"""

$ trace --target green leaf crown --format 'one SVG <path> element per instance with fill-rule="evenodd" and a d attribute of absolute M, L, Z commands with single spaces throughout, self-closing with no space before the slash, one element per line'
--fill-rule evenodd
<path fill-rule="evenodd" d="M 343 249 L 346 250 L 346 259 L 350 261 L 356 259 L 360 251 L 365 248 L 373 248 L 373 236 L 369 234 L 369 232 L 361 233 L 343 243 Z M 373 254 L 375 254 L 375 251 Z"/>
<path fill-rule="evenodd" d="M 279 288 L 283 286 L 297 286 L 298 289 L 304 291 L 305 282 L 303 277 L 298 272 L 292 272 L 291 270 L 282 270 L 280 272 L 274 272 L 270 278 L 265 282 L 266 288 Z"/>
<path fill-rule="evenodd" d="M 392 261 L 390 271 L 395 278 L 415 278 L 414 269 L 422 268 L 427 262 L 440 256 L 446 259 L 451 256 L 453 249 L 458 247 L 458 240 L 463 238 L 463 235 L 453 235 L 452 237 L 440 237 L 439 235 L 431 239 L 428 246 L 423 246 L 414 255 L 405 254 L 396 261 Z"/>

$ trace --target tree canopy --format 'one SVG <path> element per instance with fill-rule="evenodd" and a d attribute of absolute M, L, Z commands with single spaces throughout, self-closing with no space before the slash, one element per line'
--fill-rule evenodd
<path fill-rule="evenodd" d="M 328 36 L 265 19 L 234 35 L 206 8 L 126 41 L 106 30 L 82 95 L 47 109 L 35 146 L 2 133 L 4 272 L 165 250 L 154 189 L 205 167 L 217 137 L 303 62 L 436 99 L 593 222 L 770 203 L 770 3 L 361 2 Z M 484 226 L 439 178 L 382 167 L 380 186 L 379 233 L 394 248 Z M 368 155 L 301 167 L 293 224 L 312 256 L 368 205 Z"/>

"""

**TAREA PENDIENTE**
Sustituya "single spaces" por "one space" en todas las filas anteriores y reprodúzcalas sin ningún otro cambio.

**SOLUCIÓN**
$ trace --target green leaf crown --format 'one SVG <path> element per instance with fill-rule="evenodd" and a d attribute of absolute M, L, Z commands with one space throughout, self-closing with no space before the slash, one element per line'
--fill-rule evenodd
<path fill-rule="evenodd" d="M 343 249 L 346 250 L 346 259 L 350 261 L 356 259 L 360 251 L 365 248 L 373 248 L 373 236 L 369 234 L 369 232 L 361 233 L 343 243 Z M 373 254 L 375 254 L 375 251 Z"/>
<path fill-rule="evenodd" d="M 279 288 L 283 286 L 297 286 L 298 289 L 304 291 L 305 282 L 303 277 L 298 272 L 292 272 L 291 270 L 282 270 L 280 272 L 274 272 L 270 278 L 265 282 L 266 288 Z"/>
<path fill-rule="evenodd" d="M 392 261 L 390 271 L 395 278 L 415 278 L 414 269 L 422 268 L 427 262 L 440 256 L 446 259 L 451 256 L 453 249 L 458 247 L 458 240 L 463 238 L 463 235 L 453 235 L 452 237 L 440 237 L 439 235 L 431 239 L 428 246 L 423 246 L 414 255 L 405 254 L 396 261 Z"/>

$ trace --target tree canopy --format 'one SVG <path> element per instance with fill-rule="evenodd" and a d attribute of absolute M, L, Z commands with one space throughout, self-closing with no space before the slash, one element per line'
--fill-rule evenodd
<path fill-rule="evenodd" d="M 328 36 L 265 19 L 234 35 L 206 8 L 126 41 L 106 30 L 82 95 L 47 109 L 35 146 L 2 133 L 4 272 L 165 250 L 154 189 L 205 167 L 217 137 L 303 62 L 436 99 L 593 222 L 770 203 L 770 3 L 361 2 Z M 484 226 L 439 178 L 382 167 L 380 186 L 379 233 L 394 248 Z M 368 155 L 301 167 L 293 224 L 312 256 L 368 205 Z"/>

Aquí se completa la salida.